** begin **
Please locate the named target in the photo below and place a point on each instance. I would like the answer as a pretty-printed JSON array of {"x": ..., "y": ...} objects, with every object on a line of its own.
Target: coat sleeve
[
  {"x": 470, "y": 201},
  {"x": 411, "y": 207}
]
** end **
> Given exercise
Return every line above that contains the word "would". Case must match.

> Response to the task
Please locate the named target in the photo below and place a point on each instance. I would like the answer as a pretty-printed JSON array of {"x": ..., "y": ...} objects, with every object on a line of its own.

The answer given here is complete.